[Dataset entries]
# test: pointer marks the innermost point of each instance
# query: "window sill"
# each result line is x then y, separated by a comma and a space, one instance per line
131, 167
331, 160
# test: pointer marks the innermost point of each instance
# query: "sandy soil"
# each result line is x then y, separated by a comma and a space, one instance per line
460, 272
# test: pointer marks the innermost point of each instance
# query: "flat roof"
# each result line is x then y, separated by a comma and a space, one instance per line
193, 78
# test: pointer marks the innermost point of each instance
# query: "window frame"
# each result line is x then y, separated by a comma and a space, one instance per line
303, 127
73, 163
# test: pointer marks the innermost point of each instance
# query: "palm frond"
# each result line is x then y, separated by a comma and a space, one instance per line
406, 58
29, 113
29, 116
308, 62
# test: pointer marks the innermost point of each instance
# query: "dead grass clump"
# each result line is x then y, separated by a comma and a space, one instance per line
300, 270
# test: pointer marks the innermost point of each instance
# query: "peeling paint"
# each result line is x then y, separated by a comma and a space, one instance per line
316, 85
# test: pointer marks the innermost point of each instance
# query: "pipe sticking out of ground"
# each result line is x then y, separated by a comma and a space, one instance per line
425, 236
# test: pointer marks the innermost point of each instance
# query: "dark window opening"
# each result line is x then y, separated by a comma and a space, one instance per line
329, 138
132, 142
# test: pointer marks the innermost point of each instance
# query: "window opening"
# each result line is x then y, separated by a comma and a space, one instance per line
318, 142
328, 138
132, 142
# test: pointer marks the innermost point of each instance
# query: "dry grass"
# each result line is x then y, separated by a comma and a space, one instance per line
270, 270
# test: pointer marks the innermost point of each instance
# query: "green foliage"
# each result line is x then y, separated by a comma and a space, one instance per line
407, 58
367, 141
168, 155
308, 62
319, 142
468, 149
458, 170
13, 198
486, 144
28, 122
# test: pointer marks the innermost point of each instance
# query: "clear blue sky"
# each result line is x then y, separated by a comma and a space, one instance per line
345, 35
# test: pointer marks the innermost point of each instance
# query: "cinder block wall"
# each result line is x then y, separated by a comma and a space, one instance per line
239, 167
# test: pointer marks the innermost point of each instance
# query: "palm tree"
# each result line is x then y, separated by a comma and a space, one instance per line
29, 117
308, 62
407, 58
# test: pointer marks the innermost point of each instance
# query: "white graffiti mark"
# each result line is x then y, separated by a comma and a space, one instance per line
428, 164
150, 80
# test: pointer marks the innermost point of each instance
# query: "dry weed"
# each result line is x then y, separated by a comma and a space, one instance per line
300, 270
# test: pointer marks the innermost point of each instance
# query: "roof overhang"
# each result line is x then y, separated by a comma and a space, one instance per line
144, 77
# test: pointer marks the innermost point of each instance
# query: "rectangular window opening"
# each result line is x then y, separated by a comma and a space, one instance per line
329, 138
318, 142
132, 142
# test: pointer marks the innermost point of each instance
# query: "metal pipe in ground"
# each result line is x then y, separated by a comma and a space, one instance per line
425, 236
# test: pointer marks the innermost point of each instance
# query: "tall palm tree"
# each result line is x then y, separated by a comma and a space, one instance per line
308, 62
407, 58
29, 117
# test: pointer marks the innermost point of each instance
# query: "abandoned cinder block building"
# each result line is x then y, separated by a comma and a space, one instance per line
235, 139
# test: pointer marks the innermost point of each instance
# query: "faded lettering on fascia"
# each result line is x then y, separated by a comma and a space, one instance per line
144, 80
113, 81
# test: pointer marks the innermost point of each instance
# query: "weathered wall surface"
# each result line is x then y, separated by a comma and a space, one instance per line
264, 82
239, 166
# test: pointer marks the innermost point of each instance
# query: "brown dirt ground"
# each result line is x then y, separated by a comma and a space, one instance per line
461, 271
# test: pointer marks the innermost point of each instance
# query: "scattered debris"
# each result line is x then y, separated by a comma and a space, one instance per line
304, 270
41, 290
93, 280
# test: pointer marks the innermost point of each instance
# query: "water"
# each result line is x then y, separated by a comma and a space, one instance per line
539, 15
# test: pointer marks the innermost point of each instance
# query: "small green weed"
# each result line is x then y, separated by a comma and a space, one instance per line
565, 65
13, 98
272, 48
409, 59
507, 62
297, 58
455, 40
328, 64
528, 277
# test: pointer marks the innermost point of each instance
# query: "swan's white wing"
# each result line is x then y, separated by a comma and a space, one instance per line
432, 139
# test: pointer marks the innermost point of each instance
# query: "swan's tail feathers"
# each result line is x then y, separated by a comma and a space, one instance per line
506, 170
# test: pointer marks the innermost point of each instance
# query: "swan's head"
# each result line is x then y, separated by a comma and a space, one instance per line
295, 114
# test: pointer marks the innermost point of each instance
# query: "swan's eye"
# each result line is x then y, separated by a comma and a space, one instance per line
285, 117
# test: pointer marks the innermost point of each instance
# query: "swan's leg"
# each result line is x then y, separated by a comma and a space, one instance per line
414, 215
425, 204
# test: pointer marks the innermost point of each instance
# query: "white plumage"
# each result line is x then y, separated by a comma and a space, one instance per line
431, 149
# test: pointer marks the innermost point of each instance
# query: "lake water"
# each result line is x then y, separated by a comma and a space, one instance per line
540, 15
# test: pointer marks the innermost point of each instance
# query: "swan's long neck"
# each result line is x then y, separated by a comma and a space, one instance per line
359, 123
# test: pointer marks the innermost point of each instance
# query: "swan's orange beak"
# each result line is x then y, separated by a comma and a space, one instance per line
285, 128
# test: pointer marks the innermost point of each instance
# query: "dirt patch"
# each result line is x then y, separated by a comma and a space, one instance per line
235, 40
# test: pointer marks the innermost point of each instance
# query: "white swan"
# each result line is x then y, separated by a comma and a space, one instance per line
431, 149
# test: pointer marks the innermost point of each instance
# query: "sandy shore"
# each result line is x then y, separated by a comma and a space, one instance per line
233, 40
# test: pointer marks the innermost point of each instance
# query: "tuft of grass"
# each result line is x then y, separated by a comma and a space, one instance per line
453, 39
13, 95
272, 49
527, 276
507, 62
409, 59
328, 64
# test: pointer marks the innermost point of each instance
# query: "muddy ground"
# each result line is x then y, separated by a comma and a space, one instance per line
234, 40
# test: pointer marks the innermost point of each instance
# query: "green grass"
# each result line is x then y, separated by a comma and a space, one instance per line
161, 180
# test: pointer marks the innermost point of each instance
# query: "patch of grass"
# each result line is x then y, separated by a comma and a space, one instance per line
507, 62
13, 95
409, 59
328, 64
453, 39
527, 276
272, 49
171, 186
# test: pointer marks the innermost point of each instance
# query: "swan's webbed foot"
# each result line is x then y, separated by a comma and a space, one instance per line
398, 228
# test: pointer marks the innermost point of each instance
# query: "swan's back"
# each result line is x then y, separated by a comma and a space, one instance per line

WHAT IS NEEDED: All the data is to be copied over exactly as it stands.

RESPONSE:
# test: pointer marks the innermost point of each instance
# query: "window sill"
# each result line is x then y, separated by a comma and a space, one instance per line
131, 167
331, 160
# test: pointer marks the innermost point of each instance
# query: "sandy soil"
# each result line is x then y, separated by a comma and a space, one instance per line
460, 272
# test: pointer marks the innermost point of each instance
# query: "flat roof"
# each result line is x then y, separated by a comma and a space, one instance per line
193, 78
# test: pointer marks the innermost point of each instance
# query: "window frame"
# each result line is x then y, separated by a comma and a space, one instance per line
303, 127
73, 163
# test: pointer marks the innermost point of each instance
# query: "palm frond"
# each result line is x then y, separated by a comma and a space, one instance per line
406, 58
29, 113
29, 116
308, 62
# test: pointer marks the innermost point of each instance
# query: "dead grass clump"
# each result line is x then y, separated by a comma and a space, one instance per line
300, 270
# test: pointer marks the innermost point of each instance
# query: "peeling paint"
# each result line is x then y, separated by a comma and a space, one instance per line
316, 85
# test: pointer marks the innermost point of each instance
# query: "pipe sticking out of ground"
# each result line is x then y, separated by a comma and a space, one instance per line
425, 236
# test: pointer marks the innermost point of each instance
# query: "dark window opening"
# each result line is x then y, separated by a comma and a space, one instance per line
329, 138
132, 142
# test: pointer marks the innermost point of each instance
# query: "window opening"
# each result line is x then y, separated by a comma and a space, one instance per line
318, 142
328, 138
132, 142
# test: pointer marks the innermost point of each instance
# query: "dry grass"
# each result line is x then y, separated by a comma and a space, one instance per line
270, 270
# test: pointer marks the innermost point of each instance
# query: "green foliage"
# each result line is x then y, separated by a comma and a space, one instance per line
407, 58
367, 141
168, 155
308, 62
319, 142
468, 149
458, 170
13, 198
486, 144
28, 122
# test: pointer marks the innermost point of each instance
# query: "clear blue sky"
# each result line is x then y, separated by a comma and a space, one instance per line
345, 35
# test: pointer marks the innermost point of each instance
# query: "cinder block wall"
# each result line is x then y, separated by a comma and a space, one instance per line
239, 167
# test: pointer marks the innermost point of each instance
# query: "palm tree"
# each result line is x then y, separated by a comma and a space, one instance per line
29, 117
308, 62
407, 58
# test: pointer marks the innermost point of each instance
# query: "white graffiti mark"
# each result line is x then y, separated by a comma and a space, one instance per line
428, 164
150, 80
# test: pointer marks the innermost point of each instance
# query: "dry weed"
# each result line is x then y, separated by a comma and a space, one instance per line
300, 270
# test: pointer marks the innermost point of each instance
# query: "roof overhang"
# each result line is x then y, separated by a comma and a space, one instance per line
144, 77
# test: pointer marks the innermost point of each instance
# query: "rectangular window opening"
# each result line is x then y, separated by a comma and a space, one instance per line
329, 138
318, 142
132, 142
# test: pointer marks the innermost point of each instance
# query: "metal pipe in ground"
# each result line is x then y, separated by a comma and a space, one instance per line
425, 236
# test: pointer marks the innermost point of each instance
# query: "tall palm tree"
# each result line is x then y, separated by a comma and a space, one instance per line
308, 62
407, 58
29, 117
# test: pointer marks the innermost point of each instance
# query: "abandoned cinder block building"
# each result line is x then y, separated by a comma and a space, one instance per line
235, 139
# test: pointer marks the innermost point of each instance
# query: "faded lettering on fascia"
# each result line is x then y, separated by a comma and a space, one instance per line
144, 80
113, 81
# test: pointer marks the innermost point of each instance
# query: "weathered wall surface"
# each result line is x then y, separated by a comma and a space, one instance per line
264, 82
239, 166
# test: pointer marks the innermost point of each instance
# query: "brown dirt ground"
# each result line is x then y, separated by a comma and a space, one instance per line
461, 271
# test: pointer marks the innermost point of each instance
# query: "scattered debris"
# each result line is x then y, separated by a comma and a space, one instance per line
304, 270
41, 290
93, 280
# test: pointer marks the innermost point of each instance
# query: "water"
# each result line is x then y, separated by a comma and a space, one instance per line
539, 15
# test: pointer marks the innermost point of each instance
# query: "small green weed"
# each result line is x then y, separated by a comma and a space, one instance per line
565, 65
13, 98
272, 48
409, 59
507, 62
297, 58
455, 40
328, 64
528, 277
# test: pointer marks the innermost point of each instance
# query: "swan's white wing"
# each result line is x then y, separated by a comma and a space, one instance per line
432, 139
# test: pointer marks the innermost point of each instance
# query: "swan's tail feathers"
# each result line is x then y, separated by a comma and a space, one instance per line
506, 170
# test: pointer marks the innermost point of each instance
# query: "swan's head"
# each result line is x then y, separated by a comma and a space, one instance per line
295, 114
# test: pointer marks the innermost point of each instance
# query: "swan's eye"
# each result line is x then y, separated by a comma and a space, one instance per line
285, 117
# test: pointer marks the innermost point of each instance
# query: "swan's leg"
# each result line is x then y, separated by a comma and a space, one instance per line
414, 215
425, 204
# test: pointer marks the innermost point of each instance
# query: "white plumage"
# each result line is x then y, separated by a comma and a space, one instance per line
431, 149
# test: pointer marks the innermost point of each instance
# query: "lake water"
# each result line is x then y, separated by a comma and a space, one instance per line
540, 15
# test: pointer marks the innermost point of each instance
# query: "swan's long neck"
# each result line is x then y, separated by a comma and a space, one instance per line
359, 123
# test: pointer marks the innermost point of each instance
# query: "swan's orange beak"
# each result line is x then y, separated by a comma and a space, one instance per line
285, 128
# test: pointer marks the innermost point of each instance
# query: "dirt patch"
# each result line is x then y, separated by a comma and a space, one instance per line
235, 40
# test: pointer marks the innermost point of each instance
# query: "white swan"
# each result line is x then y, separated by a comma and a space, one instance per line
431, 149
# test: pointer marks the innermost point of each instance
# query: "sandy shore"
# each result line is x then y, separated by a comma and a space, one instance per line
233, 40
# test: pointer marks the innermost point of each instance
# query: "tuft of grass"
# each result line is x then y, separated by a comma and a space, one instance per line
453, 39
13, 95
272, 49
527, 276
507, 62
409, 59
328, 64
# test: pointer marks the innermost point of each instance
# query: "muddy ground"
# each result line is x then y, separated by a comma and a space, one instance per line
234, 40
# test: pointer marks the innermost point of each instance
# query: "green grass"
# each result line is x then y, separated by a comma and a space, one instance per line
161, 180
# test: pointer marks the innermost point of each instance
# query: "patch of grass"
# each result line is x then y, separated by a comma and a space, one instance per line
507, 62
13, 95
409, 59
328, 64
453, 39
527, 276
272, 49
171, 186
# test: pointer marks the innermost point of each instance
# query: "swan's webbed foot"
# each result line is x then y, separated by a comma and a space, one instance per line
398, 228
# test: pointer marks the innermost point of each instance
# query: "swan's back"
# each result line is x then y, separated by a comma and a space, one instance per line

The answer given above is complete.